Reproduce word for word the part of the text on early pregnancy below that opens with the words "Embryo Self-Correction and" and closes with "for infertility [00:36:59].".

» **Text block**

[Start of section]

The Fragility of Early Pregnancy and Personal Motivation
A significant driving force behind this research is the high rate of early pregnancy failures. Approximately 60% of all pregnancies end within the first two weeks of life, often before a woman even realizes she is pregnant [00:18:27]. This highlights the extreme fragility of the beginning of human existence [00:18:42].
Professor Żernicka-Goetz’s personal experience with her own pregnancy significantly shifted her research focus [00:22:06]. During her second pregnancy, a prenatal test revealed abnormal cells in her son’s embryo, with as many as 25% of cells showing an abnormal set of chromosomes [00:19:43]. It later turned out these abnormalities were confined to the placenta [00:21:26]. This experience made her realize the importance of understanding why so many human pregnancies fail [00:20:07].
Embryo Self-Correction and Asymmetry
Her research using mouse embryos revealed that if chromosomal changes occur in the embryo, these abnormal cells can be eliminated at a very early stage, especially from the part that forms the baby’s body [00:22:36]. Cells with abnormalities may, however, be tolerated in the placenta [00:22:57]. This demonstrates the “extraordinary strength and plasticity” of embryos to save themselves when things go wrong [00:23:01]. This mechanism is, in a sense, the opposite of cancer, where abnormal cells take over [00:36:46]. Understanding this could lead to treatments for infertility [00:36:59].

[End of section]

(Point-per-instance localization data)
[Start of section]

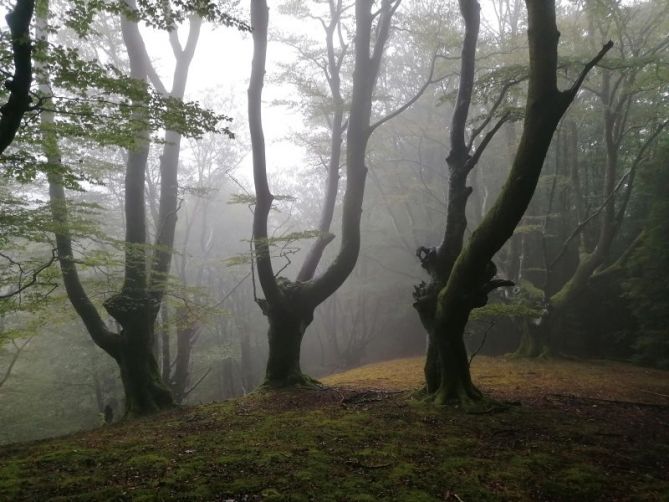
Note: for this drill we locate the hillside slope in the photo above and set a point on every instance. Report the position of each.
(581, 431)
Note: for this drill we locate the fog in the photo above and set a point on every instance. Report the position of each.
(211, 337)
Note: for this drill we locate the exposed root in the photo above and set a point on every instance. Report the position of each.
(293, 381)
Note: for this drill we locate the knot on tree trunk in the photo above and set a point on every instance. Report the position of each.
(485, 285)
(427, 257)
(126, 309)
(425, 296)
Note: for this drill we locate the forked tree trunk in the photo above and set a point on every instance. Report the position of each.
(472, 275)
(289, 305)
(144, 389)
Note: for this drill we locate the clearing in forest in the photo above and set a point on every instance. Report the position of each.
(578, 430)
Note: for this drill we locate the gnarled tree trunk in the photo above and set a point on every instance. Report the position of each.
(472, 274)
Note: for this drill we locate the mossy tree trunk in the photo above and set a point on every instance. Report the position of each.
(438, 262)
(19, 100)
(619, 92)
(289, 305)
(472, 275)
(136, 306)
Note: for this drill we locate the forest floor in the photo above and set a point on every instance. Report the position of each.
(578, 430)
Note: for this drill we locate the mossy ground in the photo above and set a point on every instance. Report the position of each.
(582, 431)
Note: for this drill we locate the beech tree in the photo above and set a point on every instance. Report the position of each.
(472, 274)
(146, 268)
(631, 121)
(289, 305)
(19, 100)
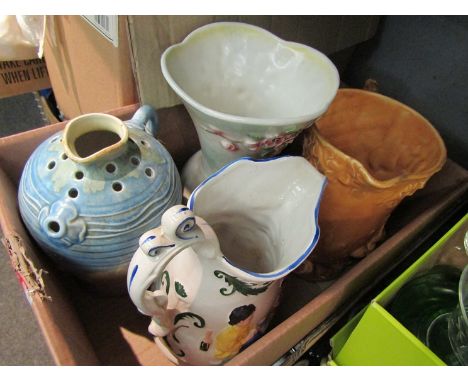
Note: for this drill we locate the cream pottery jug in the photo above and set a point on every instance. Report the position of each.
(211, 274)
(248, 92)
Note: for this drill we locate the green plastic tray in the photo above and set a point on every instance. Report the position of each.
(374, 337)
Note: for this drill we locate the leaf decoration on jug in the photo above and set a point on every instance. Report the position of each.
(199, 322)
(180, 290)
(244, 288)
(166, 281)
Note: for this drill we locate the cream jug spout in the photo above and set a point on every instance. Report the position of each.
(210, 275)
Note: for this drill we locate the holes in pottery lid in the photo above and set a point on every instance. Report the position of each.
(149, 172)
(111, 168)
(135, 160)
(53, 226)
(117, 186)
(73, 193)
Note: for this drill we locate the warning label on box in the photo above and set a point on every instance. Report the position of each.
(22, 76)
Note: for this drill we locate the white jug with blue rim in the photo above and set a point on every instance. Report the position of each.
(210, 275)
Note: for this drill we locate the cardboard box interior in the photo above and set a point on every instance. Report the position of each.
(87, 72)
(84, 327)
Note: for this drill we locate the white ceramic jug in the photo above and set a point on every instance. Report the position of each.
(210, 275)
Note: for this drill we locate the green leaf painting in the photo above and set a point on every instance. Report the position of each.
(166, 281)
(199, 321)
(245, 288)
(180, 290)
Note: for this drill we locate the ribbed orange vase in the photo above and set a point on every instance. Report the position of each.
(374, 151)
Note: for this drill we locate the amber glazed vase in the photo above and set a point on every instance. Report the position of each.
(374, 151)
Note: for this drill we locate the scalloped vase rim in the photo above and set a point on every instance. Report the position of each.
(242, 119)
(311, 245)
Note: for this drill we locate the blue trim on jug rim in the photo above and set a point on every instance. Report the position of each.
(310, 247)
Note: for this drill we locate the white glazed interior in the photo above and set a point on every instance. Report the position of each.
(243, 73)
(93, 122)
(263, 212)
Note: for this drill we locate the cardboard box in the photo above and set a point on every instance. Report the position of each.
(23, 76)
(150, 36)
(82, 327)
(374, 337)
(88, 72)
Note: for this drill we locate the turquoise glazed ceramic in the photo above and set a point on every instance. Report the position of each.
(89, 192)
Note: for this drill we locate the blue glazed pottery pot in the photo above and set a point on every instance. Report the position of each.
(89, 192)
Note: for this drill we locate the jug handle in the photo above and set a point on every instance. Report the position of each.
(158, 247)
(146, 118)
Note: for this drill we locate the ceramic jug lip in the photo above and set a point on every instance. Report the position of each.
(283, 271)
(86, 123)
(383, 184)
(280, 121)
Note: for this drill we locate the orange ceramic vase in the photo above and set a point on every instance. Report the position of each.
(374, 151)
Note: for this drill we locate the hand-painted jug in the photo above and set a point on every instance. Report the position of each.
(210, 275)
(89, 192)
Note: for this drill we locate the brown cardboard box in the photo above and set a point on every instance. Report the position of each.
(83, 328)
(150, 36)
(22, 76)
(87, 72)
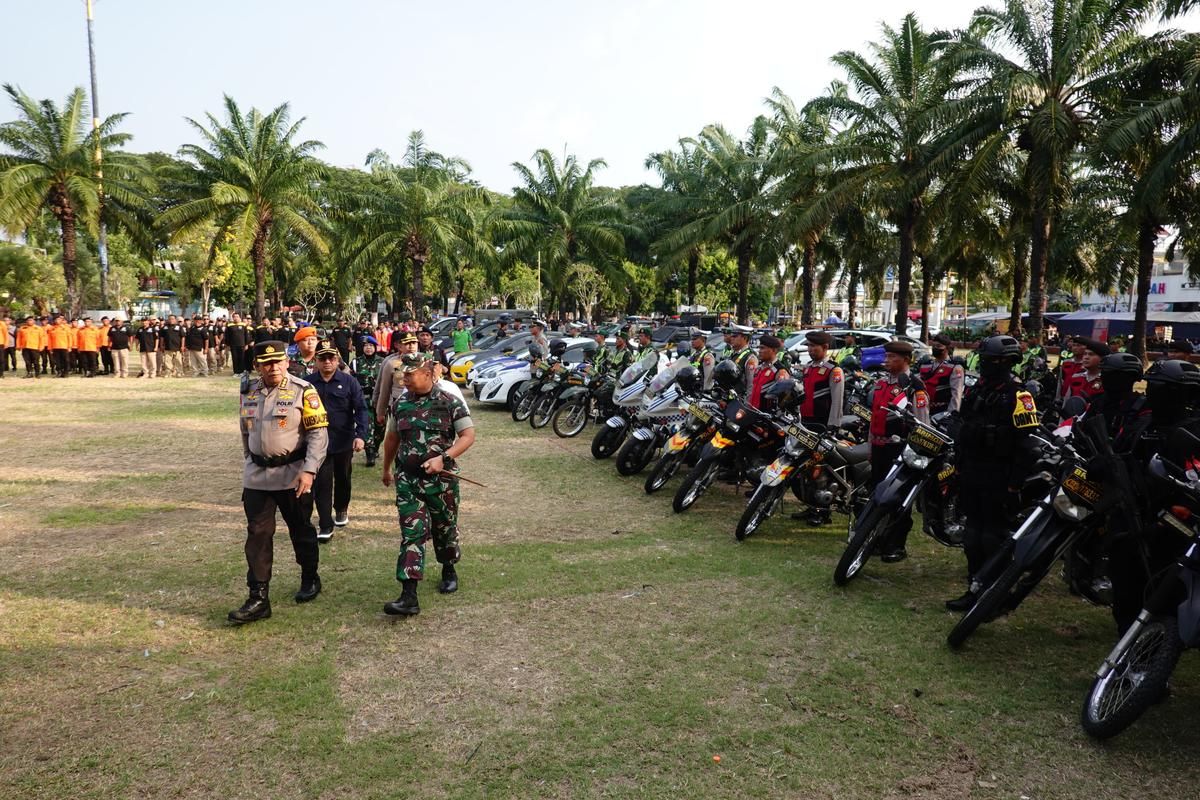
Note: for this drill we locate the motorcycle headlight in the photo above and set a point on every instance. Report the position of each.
(915, 459)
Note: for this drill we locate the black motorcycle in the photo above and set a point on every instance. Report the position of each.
(1059, 527)
(1134, 675)
(923, 474)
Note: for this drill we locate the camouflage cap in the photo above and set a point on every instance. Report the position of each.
(415, 361)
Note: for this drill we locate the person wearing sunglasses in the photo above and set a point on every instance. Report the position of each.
(346, 408)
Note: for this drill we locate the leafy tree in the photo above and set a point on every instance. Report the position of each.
(250, 179)
(48, 162)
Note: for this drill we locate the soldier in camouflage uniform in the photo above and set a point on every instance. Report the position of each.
(366, 371)
(427, 428)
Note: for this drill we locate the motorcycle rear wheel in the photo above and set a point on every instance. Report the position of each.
(634, 456)
(762, 504)
(664, 470)
(606, 440)
(695, 483)
(990, 605)
(1137, 681)
(523, 407)
(539, 417)
(869, 529)
(570, 419)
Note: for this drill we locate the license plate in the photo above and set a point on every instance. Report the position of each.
(808, 440)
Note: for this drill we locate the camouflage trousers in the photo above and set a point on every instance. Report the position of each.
(427, 510)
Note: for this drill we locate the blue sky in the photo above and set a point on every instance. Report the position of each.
(490, 82)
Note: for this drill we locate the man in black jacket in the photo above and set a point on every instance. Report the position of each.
(342, 397)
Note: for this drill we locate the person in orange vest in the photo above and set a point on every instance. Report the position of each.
(106, 353)
(61, 340)
(31, 341)
(89, 347)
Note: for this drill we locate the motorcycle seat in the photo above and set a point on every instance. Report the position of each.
(855, 453)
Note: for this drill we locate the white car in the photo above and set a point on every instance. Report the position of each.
(496, 380)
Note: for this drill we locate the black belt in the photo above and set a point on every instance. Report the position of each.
(280, 461)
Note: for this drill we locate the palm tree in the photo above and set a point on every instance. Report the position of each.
(249, 179)
(557, 214)
(414, 212)
(736, 209)
(901, 136)
(1068, 56)
(51, 164)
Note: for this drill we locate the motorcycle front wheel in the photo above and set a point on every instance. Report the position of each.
(634, 456)
(664, 470)
(570, 419)
(606, 440)
(869, 529)
(539, 417)
(523, 407)
(695, 483)
(1137, 680)
(762, 504)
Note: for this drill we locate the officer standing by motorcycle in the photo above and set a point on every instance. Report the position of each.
(897, 390)
(994, 456)
(702, 358)
(742, 355)
(945, 379)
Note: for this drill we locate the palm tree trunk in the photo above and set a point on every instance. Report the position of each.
(1147, 236)
(1020, 276)
(693, 269)
(70, 268)
(808, 270)
(852, 294)
(904, 269)
(743, 307)
(1039, 258)
(258, 256)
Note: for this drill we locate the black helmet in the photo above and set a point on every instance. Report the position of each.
(690, 380)
(1125, 364)
(1000, 347)
(781, 395)
(727, 374)
(1171, 372)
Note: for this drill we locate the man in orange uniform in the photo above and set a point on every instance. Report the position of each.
(31, 341)
(89, 347)
(61, 340)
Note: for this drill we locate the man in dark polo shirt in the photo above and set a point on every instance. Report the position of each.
(347, 413)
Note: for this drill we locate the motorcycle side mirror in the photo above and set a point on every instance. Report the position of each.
(1074, 407)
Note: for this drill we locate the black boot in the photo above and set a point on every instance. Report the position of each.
(406, 605)
(966, 601)
(257, 606)
(310, 587)
(449, 579)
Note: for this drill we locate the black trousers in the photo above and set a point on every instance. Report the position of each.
(30, 356)
(333, 487)
(259, 506)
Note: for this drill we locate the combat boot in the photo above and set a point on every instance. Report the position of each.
(406, 605)
(310, 587)
(257, 606)
(449, 579)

[End of section]

» **Written answer**
Embryo Self-Correction and Asymmetry
Her research using mouse embryos revealed that if chromosomal changes occur in the embryo, these abnormal cells can be eliminated at a very early stage, especially from the part that forms the baby’s body [00:22:36]. Cells with abnormalities may, however, be tolerated in the placenta [00:22:57]. This demonstrates the “extraordinary strength and plasticity” of embryos to save themselves when things go wrong [00:23:01]. This mechanism is, in a sense, the opposite of cancer, where abnormal cells take over [00:36:46]. Understanding this could lead to treatments for infertility [00:36:59].